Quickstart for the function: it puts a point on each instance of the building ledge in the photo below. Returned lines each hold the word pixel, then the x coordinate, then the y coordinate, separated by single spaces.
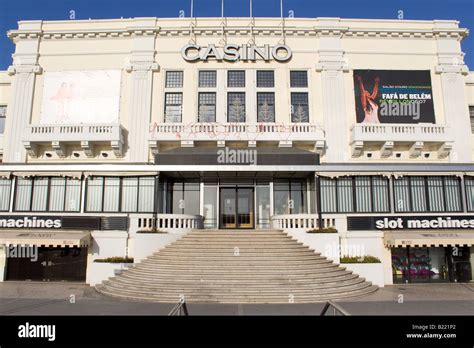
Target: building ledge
pixel 87 136
pixel 414 138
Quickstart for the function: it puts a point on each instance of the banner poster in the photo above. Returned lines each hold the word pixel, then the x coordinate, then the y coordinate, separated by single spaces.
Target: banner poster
pixel 393 96
pixel 81 97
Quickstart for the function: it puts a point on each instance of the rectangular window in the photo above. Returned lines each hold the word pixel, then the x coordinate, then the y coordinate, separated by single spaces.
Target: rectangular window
pixel 299 107
pixel 363 194
pixel 174 79
pixel 370 194
pixel 344 195
pixel 121 194
pixel 173 107
pixel 5 191
pixel 3 115
pixel 265 78
pixel 207 107
pixel 236 78
pixel 422 194
pixel 471 115
pixel 298 79
pixel 111 194
pixel 236 107
pixel 469 185
pixel 266 107
pixel 207 78
pixel 94 193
++++++++
Copy exactly the lines that begin with the one containing "of the rectangular" and continue to the end of the records, both included, and nothing more.

■ **THE ANSWER**:
Quickstart for the function: it puts a point on each instance of the rectangular window in the photo above. Returned lines each hold the word pixel, then the x coordinate, then the y coordinate, separated by single spaces.
Target: rectangular window
pixel 299 107
pixel 363 194
pixel 174 79
pixel 370 194
pixel 344 195
pixel 121 194
pixel 173 107
pixel 5 191
pixel 3 115
pixel 265 78
pixel 207 107
pixel 236 78
pixel 422 194
pixel 471 115
pixel 298 79
pixel 111 194
pixel 236 107
pixel 469 185
pixel 266 107
pixel 207 78
pixel 94 193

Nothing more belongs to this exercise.